• [Activity] What is needed here is an exact reprint of every record below.

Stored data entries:

-- Opening Marker --

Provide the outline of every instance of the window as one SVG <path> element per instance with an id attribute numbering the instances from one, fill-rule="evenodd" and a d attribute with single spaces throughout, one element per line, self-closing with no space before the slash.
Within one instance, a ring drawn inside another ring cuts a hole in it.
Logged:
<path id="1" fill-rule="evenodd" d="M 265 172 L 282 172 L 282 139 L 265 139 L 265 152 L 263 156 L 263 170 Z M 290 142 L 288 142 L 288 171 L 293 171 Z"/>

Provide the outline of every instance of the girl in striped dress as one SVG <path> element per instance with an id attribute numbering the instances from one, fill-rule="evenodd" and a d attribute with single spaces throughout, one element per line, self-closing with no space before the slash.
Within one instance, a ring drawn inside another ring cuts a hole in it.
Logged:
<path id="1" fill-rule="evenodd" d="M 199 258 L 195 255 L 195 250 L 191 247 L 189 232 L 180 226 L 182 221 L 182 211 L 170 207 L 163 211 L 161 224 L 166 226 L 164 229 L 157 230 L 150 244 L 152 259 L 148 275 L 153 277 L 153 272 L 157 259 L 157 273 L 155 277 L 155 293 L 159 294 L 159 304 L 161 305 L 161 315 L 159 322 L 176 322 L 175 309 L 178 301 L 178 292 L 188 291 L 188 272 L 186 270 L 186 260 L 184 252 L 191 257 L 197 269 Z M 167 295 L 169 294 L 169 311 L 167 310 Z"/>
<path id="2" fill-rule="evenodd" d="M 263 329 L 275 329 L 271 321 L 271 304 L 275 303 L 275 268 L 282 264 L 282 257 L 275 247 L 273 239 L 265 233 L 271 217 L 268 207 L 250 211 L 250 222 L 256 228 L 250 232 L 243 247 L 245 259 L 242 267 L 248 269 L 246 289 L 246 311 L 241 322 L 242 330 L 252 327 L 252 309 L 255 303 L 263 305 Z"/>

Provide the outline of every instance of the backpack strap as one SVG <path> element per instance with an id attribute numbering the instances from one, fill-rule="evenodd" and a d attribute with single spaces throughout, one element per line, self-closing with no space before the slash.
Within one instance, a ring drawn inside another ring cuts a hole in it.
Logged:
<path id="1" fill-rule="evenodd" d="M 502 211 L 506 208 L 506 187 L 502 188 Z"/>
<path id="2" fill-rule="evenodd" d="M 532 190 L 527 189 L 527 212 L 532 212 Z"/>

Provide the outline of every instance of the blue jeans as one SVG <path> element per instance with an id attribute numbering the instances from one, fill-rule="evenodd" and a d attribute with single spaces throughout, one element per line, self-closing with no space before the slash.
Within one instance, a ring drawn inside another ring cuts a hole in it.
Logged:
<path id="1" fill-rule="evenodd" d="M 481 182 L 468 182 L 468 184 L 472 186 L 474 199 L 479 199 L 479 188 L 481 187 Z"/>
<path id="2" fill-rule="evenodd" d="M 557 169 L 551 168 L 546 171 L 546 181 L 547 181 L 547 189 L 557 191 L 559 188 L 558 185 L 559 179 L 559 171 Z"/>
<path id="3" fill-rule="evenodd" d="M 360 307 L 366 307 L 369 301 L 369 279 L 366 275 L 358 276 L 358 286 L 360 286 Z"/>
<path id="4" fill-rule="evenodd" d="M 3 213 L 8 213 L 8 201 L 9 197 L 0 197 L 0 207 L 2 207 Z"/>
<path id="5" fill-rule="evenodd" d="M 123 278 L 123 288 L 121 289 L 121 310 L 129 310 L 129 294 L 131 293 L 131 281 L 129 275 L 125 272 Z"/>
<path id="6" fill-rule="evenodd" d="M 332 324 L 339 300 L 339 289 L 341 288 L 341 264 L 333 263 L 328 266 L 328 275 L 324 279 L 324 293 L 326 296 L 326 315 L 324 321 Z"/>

-- Closing Marker --

• [Your solution]
Provide the outline of every instance of the window as one SVG <path> element per instance with an id attribute numbering the instances from one, fill-rule="evenodd" and a d attribute with single spaces throughout, one element per line, self-closing with no space before the slash.
Within one instance, a ring drawn inside another ring cuts a hole in it.
Logged:
<path id="1" fill-rule="evenodd" d="M 265 172 L 282 172 L 282 139 L 265 139 L 265 152 L 263 156 L 263 170 Z M 290 142 L 288 142 L 288 171 L 293 171 Z"/>

Provide the outline of every instance of the girl in striped dress as one SVG <path> element per instance with an id attribute numbering the instances from one, fill-rule="evenodd" and a d attribute with single spaces throughout, one element per line, self-closing with no space before the slash.
Within one instance, a ring drawn inside another ring cuts a hole in it.
Logged:
<path id="1" fill-rule="evenodd" d="M 199 258 L 195 255 L 195 250 L 191 247 L 189 232 L 180 226 L 182 221 L 182 211 L 170 207 L 163 211 L 161 224 L 166 226 L 164 229 L 157 230 L 150 244 L 152 259 L 148 275 L 153 277 L 153 272 L 157 259 L 157 273 L 155 277 L 155 293 L 159 294 L 159 304 L 161 305 L 161 315 L 159 322 L 176 322 L 175 309 L 178 301 L 178 292 L 188 291 L 188 272 L 186 270 L 186 260 L 184 252 L 191 257 L 197 269 Z M 167 295 L 169 294 L 169 311 L 167 310 Z"/>
<path id="2" fill-rule="evenodd" d="M 263 329 L 275 329 L 271 321 L 271 304 L 275 303 L 275 268 L 282 264 L 282 257 L 275 247 L 273 239 L 265 233 L 271 217 L 268 207 L 250 211 L 250 222 L 256 228 L 250 232 L 243 247 L 245 259 L 242 267 L 248 269 L 246 289 L 246 311 L 241 322 L 242 330 L 252 327 L 252 309 L 255 303 L 263 305 Z"/>

Provide the outline of every instance of the backpack strap as one SVG <path> element per instance with an id attribute numbering the instances from one, fill-rule="evenodd" and a d attribute with single spaces throughout, one element per line, self-closing with no space before the slash.
Within one instance, a ring drawn inside another ring cuts a hole in it.
Logged:
<path id="1" fill-rule="evenodd" d="M 502 211 L 506 208 L 506 187 L 502 188 Z"/>
<path id="2" fill-rule="evenodd" d="M 532 190 L 527 189 L 527 212 L 532 212 Z"/>

Provide the outline of every instance of the blue jeans as one SVG <path> element per instance with an id attribute numbering the instances from one, fill-rule="evenodd" and a d attribute with single spaces throughout, one element per line, self-closing with no space before the slash.
Within one instance, a ring drawn inside another ring cuts a hole in it.
Logged:
<path id="1" fill-rule="evenodd" d="M 481 182 L 468 182 L 468 184 L 472 186 L 474 199 L 479 199 L 479 188 L 481 187 Z"/>
<path id="2" fill-rule="evenodd" d="M 557 169 L 551 168 L 546 171 L 546 181 L 547 181 L 547 189 L 557 191 L 559 188 L 558 185 L 559 179 L 559 171 Z"/>
<path id="3" fill-rule="evenodd" d="M 360 307 L 366 307 L 369 301 L 369 279 L 366 275 L 358 276 L 358 286 L 360 286 Z"/>
<path id="4" fill-rule="evenodd" d="M 3 213 L 8 213 L 8 201 L 9 197 L 0 197 L 0 207 L 2 207 Z"/>
<path id="5" fill-rule="evenodd" d="M 123 278 L 123 288 L 121 289 L 121 310 L 129 310 L 129 294 L 131 293 L 131 281 L 129 275 L 125 272 Z"/>
<path id="6" fill-rule="evenodd" d="M 332 324 L 339 300 L 339 289 L 341 288 L 341 264 L 333 263 L 328 266 L 328 275 L 324 279 L 324 293 L 326 296 L 326 315 L 324 321 Z"/>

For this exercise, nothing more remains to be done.